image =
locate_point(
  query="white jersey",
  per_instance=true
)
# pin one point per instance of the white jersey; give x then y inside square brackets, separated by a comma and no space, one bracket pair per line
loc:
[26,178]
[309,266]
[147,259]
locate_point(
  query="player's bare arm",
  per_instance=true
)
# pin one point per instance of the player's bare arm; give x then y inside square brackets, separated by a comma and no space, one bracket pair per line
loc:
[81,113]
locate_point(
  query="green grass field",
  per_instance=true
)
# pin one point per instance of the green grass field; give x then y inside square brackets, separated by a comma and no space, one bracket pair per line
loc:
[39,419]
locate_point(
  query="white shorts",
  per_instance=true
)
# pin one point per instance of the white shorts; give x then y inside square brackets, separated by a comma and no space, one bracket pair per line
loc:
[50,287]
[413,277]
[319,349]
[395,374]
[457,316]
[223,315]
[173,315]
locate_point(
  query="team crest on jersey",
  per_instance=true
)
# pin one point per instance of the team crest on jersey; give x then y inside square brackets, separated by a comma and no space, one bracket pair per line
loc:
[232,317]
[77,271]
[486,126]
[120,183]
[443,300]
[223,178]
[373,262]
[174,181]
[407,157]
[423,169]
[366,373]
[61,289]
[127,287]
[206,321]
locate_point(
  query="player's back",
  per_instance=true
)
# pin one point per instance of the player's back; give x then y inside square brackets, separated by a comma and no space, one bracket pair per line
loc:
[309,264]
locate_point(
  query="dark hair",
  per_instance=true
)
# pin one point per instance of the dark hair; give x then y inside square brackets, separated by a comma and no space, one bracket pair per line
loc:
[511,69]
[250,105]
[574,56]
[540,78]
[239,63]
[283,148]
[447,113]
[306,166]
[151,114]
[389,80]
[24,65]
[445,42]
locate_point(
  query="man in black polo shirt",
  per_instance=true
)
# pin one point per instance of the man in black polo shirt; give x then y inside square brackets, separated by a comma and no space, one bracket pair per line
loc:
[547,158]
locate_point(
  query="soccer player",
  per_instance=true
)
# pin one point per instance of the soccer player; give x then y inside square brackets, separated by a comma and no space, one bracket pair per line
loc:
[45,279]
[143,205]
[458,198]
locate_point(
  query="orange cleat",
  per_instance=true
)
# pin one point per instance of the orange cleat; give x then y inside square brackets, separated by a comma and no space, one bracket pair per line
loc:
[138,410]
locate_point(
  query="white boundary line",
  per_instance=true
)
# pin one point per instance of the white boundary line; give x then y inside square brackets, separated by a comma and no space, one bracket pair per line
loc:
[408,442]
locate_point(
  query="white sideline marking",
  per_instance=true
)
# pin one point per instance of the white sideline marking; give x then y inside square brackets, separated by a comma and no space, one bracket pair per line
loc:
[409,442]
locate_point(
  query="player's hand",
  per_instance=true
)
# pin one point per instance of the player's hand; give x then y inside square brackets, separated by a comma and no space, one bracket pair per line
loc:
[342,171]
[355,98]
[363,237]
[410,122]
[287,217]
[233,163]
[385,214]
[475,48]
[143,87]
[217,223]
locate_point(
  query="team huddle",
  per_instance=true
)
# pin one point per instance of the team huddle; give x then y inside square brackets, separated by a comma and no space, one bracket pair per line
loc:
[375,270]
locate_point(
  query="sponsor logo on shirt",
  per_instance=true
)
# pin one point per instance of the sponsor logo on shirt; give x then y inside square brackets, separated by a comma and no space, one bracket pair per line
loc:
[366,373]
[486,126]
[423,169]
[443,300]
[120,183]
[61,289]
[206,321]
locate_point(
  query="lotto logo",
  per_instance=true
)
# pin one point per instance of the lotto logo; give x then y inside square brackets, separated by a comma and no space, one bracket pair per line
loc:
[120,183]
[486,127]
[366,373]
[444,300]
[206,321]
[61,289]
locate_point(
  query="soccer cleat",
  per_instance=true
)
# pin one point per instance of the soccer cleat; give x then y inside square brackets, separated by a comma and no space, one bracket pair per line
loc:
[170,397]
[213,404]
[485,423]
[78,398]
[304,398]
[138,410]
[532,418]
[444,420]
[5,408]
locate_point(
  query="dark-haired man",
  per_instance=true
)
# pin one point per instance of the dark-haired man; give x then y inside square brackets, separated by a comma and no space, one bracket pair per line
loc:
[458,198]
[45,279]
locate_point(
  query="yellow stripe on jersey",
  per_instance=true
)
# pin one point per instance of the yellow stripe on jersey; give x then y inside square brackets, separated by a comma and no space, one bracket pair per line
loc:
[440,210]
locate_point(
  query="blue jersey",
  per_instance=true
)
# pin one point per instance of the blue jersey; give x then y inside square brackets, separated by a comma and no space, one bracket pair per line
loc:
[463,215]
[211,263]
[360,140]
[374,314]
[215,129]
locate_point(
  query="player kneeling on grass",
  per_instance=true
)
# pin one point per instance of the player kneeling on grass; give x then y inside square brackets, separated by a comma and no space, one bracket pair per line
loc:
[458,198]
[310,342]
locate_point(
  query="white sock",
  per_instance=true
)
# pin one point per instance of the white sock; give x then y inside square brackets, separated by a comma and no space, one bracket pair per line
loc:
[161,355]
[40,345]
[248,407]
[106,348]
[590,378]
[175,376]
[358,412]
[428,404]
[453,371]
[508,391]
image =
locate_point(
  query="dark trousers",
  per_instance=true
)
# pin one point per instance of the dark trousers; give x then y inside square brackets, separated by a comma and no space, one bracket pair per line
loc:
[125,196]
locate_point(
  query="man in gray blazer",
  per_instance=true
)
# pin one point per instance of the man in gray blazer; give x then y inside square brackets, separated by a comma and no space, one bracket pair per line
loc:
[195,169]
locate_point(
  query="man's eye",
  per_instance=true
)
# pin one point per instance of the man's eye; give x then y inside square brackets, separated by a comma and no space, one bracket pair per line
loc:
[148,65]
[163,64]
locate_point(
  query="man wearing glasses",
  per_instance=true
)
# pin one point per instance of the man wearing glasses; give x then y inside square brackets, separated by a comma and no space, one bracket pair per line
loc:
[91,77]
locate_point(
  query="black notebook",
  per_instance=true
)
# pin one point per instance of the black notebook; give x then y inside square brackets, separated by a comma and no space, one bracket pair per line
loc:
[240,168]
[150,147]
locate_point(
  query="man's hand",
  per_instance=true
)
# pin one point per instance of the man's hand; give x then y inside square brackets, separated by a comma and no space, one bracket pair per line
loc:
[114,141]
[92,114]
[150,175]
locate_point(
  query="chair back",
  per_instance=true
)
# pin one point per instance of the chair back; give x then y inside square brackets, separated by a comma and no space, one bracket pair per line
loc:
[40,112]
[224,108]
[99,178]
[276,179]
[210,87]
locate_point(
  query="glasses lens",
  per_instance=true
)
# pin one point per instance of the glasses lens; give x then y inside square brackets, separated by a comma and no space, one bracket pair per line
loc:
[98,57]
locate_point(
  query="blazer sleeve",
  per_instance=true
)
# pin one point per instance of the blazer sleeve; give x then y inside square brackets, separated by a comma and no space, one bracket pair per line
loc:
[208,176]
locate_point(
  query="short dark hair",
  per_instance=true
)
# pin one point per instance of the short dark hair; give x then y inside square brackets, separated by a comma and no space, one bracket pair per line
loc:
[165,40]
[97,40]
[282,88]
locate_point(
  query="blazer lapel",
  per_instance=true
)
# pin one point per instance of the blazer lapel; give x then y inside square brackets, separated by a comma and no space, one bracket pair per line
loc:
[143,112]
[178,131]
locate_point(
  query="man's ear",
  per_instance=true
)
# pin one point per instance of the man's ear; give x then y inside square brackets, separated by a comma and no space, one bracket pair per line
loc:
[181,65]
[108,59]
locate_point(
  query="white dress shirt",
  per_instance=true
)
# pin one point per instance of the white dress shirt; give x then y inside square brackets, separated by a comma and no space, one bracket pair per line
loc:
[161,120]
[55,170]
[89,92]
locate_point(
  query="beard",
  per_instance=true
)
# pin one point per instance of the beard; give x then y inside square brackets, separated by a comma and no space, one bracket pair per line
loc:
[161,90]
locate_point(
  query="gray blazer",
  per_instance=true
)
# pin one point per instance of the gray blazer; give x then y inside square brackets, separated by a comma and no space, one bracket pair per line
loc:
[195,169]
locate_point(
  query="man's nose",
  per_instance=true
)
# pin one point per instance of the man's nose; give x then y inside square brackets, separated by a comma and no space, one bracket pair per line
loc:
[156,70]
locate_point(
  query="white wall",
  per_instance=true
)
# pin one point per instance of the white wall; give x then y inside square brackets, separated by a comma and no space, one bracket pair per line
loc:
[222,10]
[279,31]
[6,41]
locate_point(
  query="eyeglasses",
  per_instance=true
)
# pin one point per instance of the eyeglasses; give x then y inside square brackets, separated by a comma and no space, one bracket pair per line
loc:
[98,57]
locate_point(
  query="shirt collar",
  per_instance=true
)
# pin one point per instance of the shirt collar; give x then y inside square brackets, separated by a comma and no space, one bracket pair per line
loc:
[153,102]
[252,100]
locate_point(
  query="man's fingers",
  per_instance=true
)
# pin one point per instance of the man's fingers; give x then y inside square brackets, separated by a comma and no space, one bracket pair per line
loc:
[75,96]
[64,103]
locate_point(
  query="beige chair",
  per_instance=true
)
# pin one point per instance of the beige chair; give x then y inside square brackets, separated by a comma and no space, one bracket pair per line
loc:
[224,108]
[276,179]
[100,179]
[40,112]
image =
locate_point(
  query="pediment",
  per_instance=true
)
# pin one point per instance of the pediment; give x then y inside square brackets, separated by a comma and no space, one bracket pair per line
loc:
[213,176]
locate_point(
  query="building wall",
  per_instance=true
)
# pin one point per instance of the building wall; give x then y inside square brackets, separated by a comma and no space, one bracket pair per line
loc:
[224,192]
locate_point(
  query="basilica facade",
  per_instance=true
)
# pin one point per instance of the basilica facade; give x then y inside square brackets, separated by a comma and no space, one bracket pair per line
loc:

--- TASK STATEMENT ---
Extract every line of the listing above that contains the word "shorts", copying each one in full.

--- EXPECTED ANSWER ---
  query="white shorts",
# pin one point per instance of the white shorts; give x then y inside square brackets, separated by a comma and no space, one bracket pair per line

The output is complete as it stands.